Lois Kroeber Wille (BSJ53, MSJ54)

Lois Kroeber Wille, two-time Pulitzer winner and pioneering Chicago journalist, died July 23, 2019. She was 87.  For 34 years she worked as one of Chicago’s bravest, fiercest journalists, often going undercover to report on economic and social inequality—on mental health and birth control, on juvenile justice and maternal care.

But those who knew her also remember her as wickedly sharp, quick and funny, with an upstanding moral code and deep compassion for others.

“For all of her awards and accolades, all her accomplishments, Lois was held in awe by so many people,” said her nephew Eric Kroeber told the Chicago Tribune. “I have heard from so many people, ‘Lois helped me so much when I was just starting out’ and ‘Lois was such an inspiration to me.’ Well, maybe she never heard any of that because it didn’t go to her head. To me and my family she was just the most down-to-earth, friendly and loving human being.”

*****

**Problem**
Continue the obituary of Lois Kroeber Wille from where it stops. The data that follows has no connection to the text above.

**Data under study**
*****

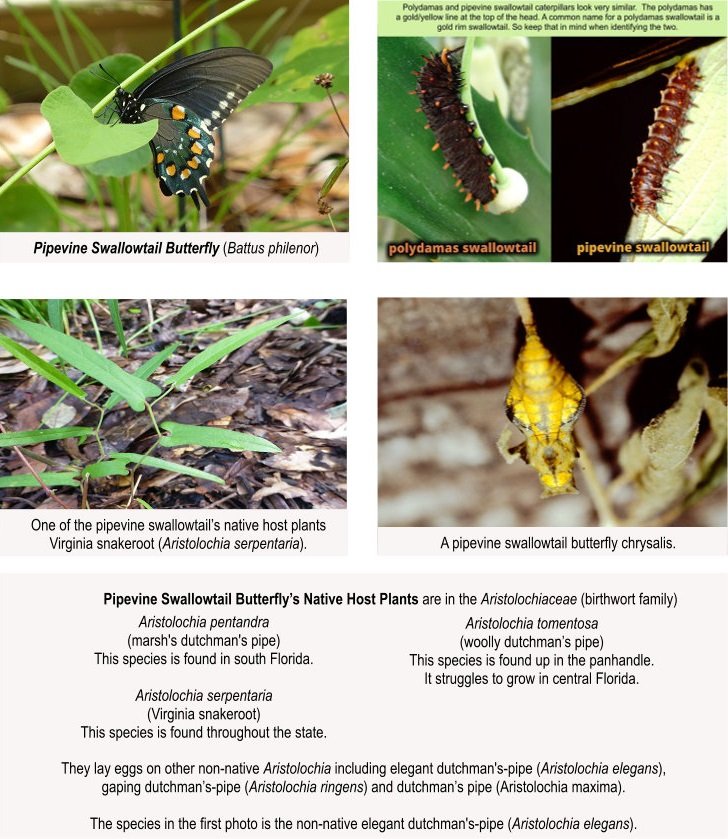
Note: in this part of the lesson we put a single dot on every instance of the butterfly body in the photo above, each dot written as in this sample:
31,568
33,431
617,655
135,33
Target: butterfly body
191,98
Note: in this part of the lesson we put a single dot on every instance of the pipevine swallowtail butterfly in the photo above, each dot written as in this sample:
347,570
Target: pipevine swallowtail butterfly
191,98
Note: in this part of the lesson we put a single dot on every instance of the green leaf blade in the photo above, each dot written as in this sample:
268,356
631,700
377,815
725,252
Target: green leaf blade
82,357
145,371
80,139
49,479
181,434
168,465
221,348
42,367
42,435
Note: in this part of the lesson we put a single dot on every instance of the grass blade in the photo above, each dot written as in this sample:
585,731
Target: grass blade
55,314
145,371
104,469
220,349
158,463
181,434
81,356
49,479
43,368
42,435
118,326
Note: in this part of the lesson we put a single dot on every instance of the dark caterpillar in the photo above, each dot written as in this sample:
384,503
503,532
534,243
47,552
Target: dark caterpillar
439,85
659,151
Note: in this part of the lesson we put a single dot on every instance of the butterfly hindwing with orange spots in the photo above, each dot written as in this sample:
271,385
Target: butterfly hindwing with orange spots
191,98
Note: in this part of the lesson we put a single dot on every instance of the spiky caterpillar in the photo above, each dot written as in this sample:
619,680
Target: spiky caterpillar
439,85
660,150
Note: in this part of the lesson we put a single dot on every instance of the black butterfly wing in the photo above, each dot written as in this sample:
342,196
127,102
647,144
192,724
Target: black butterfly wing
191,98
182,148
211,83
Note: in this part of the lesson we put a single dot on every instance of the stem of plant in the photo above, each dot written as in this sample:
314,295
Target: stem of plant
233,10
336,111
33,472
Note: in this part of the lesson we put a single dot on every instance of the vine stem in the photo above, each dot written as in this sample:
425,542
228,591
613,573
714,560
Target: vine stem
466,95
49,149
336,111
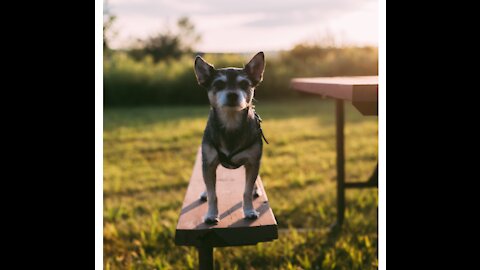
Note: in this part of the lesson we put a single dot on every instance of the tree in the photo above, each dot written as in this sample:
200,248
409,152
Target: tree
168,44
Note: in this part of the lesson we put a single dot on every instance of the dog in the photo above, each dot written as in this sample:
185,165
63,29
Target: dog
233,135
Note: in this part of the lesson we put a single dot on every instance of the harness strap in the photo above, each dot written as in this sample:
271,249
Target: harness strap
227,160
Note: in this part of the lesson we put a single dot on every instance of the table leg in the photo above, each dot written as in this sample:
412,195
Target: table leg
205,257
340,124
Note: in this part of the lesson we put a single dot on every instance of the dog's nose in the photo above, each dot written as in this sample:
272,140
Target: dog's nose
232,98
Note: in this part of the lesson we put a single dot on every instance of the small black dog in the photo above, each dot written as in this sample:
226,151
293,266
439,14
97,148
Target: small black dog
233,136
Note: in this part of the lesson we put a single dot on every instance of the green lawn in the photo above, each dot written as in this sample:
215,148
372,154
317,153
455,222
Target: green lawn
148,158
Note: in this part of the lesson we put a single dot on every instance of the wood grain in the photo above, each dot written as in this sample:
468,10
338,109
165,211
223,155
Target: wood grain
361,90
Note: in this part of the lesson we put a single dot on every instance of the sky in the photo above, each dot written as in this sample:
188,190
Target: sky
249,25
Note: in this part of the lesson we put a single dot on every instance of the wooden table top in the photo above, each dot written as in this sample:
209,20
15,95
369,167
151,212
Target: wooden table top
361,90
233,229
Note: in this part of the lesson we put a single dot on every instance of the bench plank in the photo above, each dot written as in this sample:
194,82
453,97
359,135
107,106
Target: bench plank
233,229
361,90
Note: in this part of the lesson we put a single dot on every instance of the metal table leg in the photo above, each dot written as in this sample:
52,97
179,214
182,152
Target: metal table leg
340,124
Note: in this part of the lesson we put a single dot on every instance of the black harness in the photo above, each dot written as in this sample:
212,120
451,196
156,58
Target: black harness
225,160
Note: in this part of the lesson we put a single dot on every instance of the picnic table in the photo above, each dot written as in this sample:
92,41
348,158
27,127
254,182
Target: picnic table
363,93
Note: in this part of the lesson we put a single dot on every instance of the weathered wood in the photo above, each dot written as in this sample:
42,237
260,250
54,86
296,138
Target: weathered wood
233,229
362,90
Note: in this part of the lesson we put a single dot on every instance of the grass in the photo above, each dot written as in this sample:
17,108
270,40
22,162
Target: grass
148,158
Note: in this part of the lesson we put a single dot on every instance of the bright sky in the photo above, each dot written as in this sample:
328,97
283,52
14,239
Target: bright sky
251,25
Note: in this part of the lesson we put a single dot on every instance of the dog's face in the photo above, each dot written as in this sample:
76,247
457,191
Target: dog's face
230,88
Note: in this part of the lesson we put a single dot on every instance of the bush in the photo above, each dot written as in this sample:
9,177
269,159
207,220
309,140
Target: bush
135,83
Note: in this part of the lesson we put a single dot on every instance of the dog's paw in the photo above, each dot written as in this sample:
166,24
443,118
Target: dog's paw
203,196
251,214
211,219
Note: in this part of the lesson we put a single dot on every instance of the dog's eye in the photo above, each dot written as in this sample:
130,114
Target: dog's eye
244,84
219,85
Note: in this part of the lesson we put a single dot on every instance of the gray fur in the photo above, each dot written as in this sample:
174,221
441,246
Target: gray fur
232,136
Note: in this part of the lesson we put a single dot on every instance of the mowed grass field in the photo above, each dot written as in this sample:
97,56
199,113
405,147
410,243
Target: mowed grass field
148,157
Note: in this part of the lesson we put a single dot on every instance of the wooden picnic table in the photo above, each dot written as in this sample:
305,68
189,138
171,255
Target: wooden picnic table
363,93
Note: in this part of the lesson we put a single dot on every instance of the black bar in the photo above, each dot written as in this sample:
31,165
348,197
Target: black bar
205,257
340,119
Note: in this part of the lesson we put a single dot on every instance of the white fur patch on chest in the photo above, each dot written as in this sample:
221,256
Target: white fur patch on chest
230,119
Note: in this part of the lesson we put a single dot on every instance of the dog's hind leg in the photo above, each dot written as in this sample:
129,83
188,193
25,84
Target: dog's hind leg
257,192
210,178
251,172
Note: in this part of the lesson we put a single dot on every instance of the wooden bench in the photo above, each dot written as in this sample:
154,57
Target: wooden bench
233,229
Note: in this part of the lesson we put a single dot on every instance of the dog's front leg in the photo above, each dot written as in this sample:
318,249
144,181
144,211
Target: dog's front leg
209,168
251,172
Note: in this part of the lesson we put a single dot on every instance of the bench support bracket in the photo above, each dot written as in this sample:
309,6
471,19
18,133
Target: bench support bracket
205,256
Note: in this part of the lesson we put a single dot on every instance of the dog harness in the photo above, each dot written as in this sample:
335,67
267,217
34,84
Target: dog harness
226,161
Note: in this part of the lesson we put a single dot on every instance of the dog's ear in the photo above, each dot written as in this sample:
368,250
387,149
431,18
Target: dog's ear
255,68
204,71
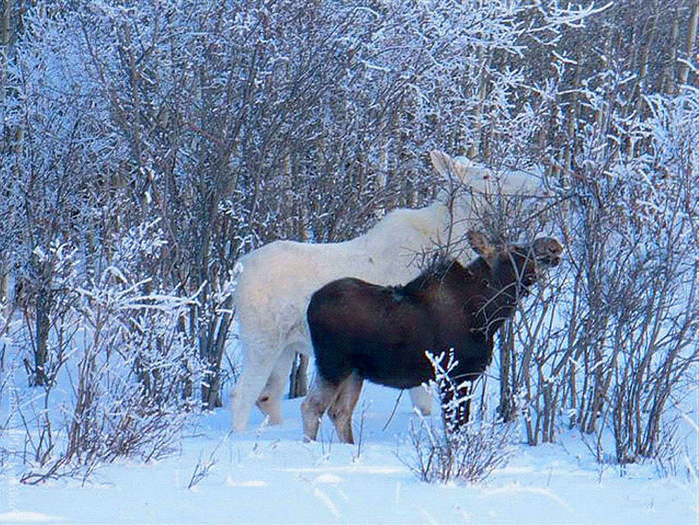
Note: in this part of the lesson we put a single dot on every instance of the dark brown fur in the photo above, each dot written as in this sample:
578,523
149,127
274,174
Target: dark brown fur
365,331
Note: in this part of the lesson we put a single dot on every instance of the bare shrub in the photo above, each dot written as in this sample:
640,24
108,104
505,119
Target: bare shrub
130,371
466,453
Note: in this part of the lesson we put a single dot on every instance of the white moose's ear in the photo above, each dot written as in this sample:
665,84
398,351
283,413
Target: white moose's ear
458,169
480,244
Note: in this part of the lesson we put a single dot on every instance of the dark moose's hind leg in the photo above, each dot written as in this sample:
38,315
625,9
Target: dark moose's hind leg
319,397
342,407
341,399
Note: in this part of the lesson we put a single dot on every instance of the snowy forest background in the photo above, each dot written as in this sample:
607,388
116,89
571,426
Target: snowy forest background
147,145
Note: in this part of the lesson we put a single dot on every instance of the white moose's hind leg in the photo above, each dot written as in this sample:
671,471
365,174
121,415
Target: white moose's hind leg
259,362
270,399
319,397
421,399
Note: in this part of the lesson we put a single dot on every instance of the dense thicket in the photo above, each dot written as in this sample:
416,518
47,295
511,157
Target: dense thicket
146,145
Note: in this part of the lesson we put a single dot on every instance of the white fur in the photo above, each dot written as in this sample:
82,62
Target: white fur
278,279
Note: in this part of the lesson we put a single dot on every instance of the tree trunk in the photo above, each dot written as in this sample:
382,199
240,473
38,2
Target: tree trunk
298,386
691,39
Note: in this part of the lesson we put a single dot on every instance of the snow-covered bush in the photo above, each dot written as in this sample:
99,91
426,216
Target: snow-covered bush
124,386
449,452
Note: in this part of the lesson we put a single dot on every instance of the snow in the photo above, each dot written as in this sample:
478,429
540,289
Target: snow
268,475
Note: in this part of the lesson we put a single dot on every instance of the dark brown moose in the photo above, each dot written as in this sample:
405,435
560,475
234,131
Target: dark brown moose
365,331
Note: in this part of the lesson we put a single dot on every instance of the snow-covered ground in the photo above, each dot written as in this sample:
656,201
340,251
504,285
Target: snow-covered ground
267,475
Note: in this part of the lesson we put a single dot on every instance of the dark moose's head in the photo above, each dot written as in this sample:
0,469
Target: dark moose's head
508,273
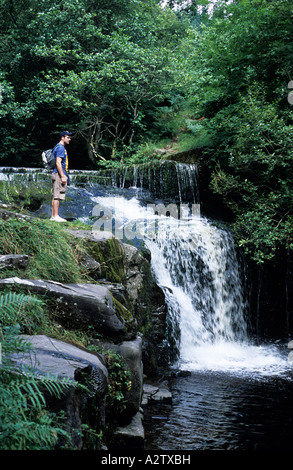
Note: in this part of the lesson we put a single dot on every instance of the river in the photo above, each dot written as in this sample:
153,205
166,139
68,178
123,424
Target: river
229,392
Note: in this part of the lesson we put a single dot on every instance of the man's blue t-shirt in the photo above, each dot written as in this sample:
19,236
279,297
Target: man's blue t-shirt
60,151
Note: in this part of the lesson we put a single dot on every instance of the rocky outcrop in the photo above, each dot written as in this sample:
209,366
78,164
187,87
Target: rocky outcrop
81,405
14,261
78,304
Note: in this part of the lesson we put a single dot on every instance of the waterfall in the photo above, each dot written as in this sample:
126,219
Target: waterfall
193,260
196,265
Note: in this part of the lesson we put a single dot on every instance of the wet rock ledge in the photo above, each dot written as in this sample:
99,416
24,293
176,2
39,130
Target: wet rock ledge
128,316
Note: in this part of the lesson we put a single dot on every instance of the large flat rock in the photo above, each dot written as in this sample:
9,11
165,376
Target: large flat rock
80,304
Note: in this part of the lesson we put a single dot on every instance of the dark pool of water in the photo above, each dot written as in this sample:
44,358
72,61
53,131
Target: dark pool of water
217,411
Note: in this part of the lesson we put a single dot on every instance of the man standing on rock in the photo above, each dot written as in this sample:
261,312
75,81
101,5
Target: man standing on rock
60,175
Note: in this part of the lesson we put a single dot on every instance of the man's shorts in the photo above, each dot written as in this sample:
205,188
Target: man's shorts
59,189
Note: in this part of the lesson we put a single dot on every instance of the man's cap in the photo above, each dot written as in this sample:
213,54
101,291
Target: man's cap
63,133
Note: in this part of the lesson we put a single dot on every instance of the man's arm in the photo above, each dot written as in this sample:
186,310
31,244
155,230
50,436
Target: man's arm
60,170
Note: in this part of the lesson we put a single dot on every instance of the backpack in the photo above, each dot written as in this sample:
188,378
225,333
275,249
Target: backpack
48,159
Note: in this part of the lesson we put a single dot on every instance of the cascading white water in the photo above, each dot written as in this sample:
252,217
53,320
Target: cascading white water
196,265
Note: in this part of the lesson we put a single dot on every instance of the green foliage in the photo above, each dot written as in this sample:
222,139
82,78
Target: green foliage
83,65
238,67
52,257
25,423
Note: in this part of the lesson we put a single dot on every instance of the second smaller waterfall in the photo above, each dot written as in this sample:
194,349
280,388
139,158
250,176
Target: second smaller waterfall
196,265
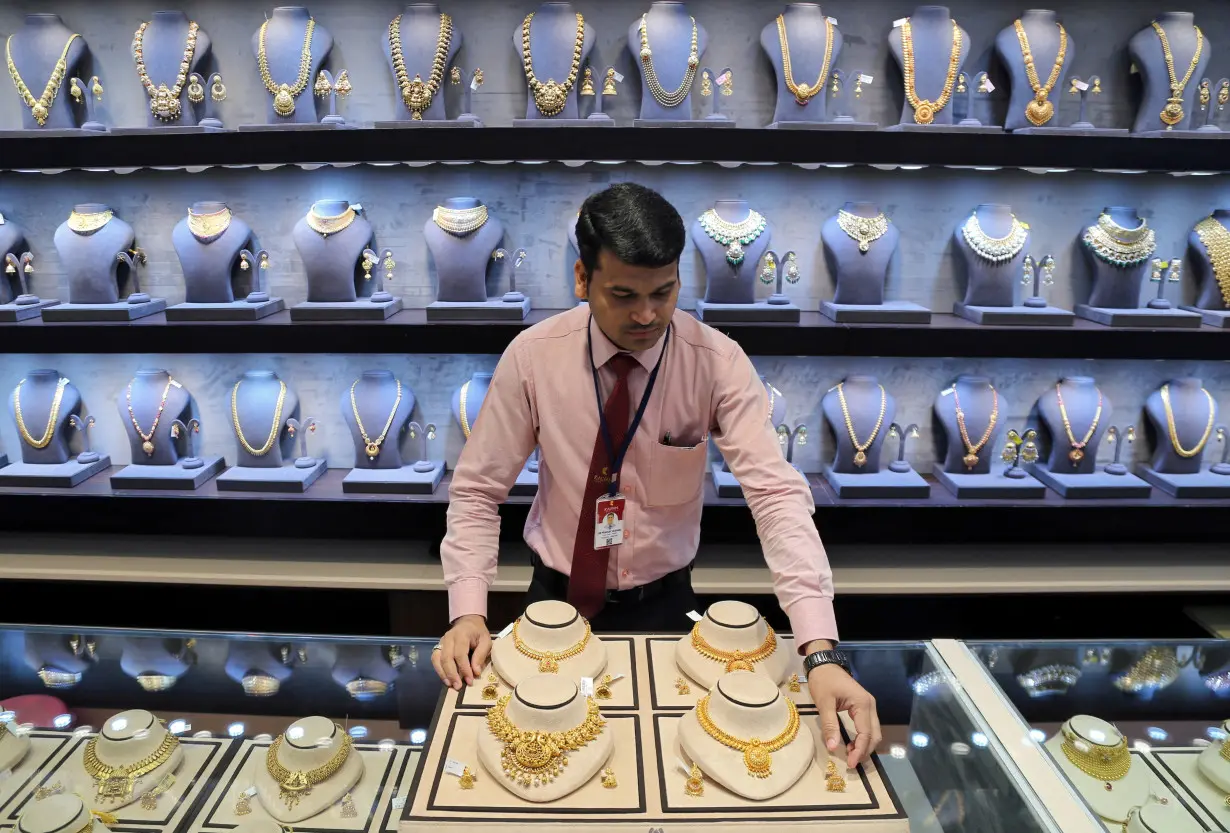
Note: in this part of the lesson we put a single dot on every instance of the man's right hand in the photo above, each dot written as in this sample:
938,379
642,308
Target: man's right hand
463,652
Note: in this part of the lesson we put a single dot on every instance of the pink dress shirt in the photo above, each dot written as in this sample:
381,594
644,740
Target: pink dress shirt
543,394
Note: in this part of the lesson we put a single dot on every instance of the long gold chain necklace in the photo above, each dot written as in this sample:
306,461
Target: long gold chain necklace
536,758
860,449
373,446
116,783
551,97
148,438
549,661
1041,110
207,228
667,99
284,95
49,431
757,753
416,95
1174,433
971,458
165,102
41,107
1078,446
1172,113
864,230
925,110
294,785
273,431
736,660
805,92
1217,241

*****

**Result**
She began in the newsroom of the Chicago Daily News in 1957, where all but one of her colleagues were male. And she quickly realized those men were held to a remarkably different standard, wrote the Washington Post.

“The men could have tantrums and throw their typewriters and yell and scream if something happened to their copy, or go off on two- or three-day benders, and it was considered very colorful and part of the great Chicago tradition in journalism,” Ms. Wille said in a 1991 oral history interview for the Washington Press Club Foundation.

But women had to appear “in control and calm,” she added, lest they be thought frail or temperamental.

Wille started as assistant to the fashion editor at the Daily News, writing soft news stories for what were then considered to be the “women’s pages,” according to the Tribune. She shot pool with Willie Hop and interviewed Cary Grant about his proclivity for women’s underwear over breakfast.

She thought the lighthearted stories were “really fun,” but gravitated to hard news, once breaking away from a fashion story she was writing to cover a fire she had spotted, according to the Times. After becoming frustrated that the stamps she was using to mail Christmas cards didn’t have enough glue, she pitched and wrote her first front-page story about citywide dissatisfaction with mailing stamps that didn’t stick to envelopes.

That story earned her one of the few hard news reporting slots available for women at the time, and she dove into investigative reporting, covering poverty, mental illness, and social justice.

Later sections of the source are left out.